Model customization overview#

The Video Search and Summarization (VSS) blueprint uses embedding models in two places: object-level embeddings from the Real-Time Computer Vision (RT-CV) microservice for detection crops and text queries, and video-level embeddings from the Real-Time Embedding microservice for clip- and stream-based semantic search. Recent TAO Toolkit releases support fine-tuning the same foundation models that these services use, so you can specialize embeddings for your domain and swap the artifacts into your deployment.

Industry blueprint deployments (for example Warehouse Operations) also ship computer vision perception models (Sparse4D, RT-DETR) that you can fine-tune with TAO and integrate into the Perception microservice. See Sparse4D and RT-DETR.

This section maps which components accept customized weights, where to fine-tune (documentation and NGC model cards), and how to integrate fine-tuned models. For low-level service settings (environment variables, DeepStream config keys, APIs), see the linked microservice guides.

Note

Changing embedding dimension or similarity geometry usually requires re-indexing stored vectors (for example Elasticsearch indices used by search workflows) and revisiting similarity thresholds in analytics. Plan a full pipeline validation after swapping models.

Summary#

VSS component

Embedding role

Supported model families

Primary integration surface

Object Detection and Tracking (RT-CV)

Data provided:
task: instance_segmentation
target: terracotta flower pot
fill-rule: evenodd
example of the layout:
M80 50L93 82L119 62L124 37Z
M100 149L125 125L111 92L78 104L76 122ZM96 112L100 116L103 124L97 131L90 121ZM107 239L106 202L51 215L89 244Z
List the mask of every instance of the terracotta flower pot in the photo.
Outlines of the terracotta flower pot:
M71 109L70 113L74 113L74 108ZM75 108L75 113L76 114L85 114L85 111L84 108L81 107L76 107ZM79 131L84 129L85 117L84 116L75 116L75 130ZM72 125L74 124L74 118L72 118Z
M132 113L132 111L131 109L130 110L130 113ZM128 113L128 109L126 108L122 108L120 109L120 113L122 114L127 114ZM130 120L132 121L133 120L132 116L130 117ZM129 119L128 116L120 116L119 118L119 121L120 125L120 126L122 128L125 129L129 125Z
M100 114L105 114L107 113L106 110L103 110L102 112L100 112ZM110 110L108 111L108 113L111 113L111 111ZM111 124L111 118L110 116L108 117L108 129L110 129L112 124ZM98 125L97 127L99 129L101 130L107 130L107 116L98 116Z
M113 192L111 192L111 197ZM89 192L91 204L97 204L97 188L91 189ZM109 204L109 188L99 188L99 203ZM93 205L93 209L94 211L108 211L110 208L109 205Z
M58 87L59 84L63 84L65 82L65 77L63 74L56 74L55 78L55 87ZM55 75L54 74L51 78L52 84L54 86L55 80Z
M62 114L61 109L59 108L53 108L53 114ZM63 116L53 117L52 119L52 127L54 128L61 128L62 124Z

What you need to do:
1. Please translate this sentence from the model customization overview into Spanish: "Plan a full pipeline validation after swapping models."
2. Resume the model customization overview from the point where it stops.

Per-task answers:
1. Planifique una validación completa de la canalización después de sustituir los modelos.

2.
Object crop embeddings and optional text embeddings (ReID, text-to-image alignment)

RADIO-CLIP, SigLIP v2

DeepStream INI: vision encoder + text embedder (ONNX / TensorRT); see ReID and Embeddings on that page

Real-Time Embedding (RT-Embedding)

Video and text embeddings for semantic search and Kafka-published clip features

Cosmos-Embed1

Container environment: MODEL_PATH, optional MODEL_IMPLEMENTATION_PATH / Triton repo scripts; see Customizations on that page

Per-model guides#

Agent and search workflows#

Developer profiles and agent tools that call embedding endpoints or query Elasticsearch (see VSS-Agent-Profiles) assume compatible embedding spaces with the indexed documents. After swapping RT-CV or RT-Embedding models, confirm:

  • API payloads still match expected vector sizes.

  • Search and fusion logic (for example multi-embedding or attribute search) still uses comparable similarity scales.

For LLM and VLM configuration (not embedding fine-tuning), see Configure the LLM and Configure the VLM.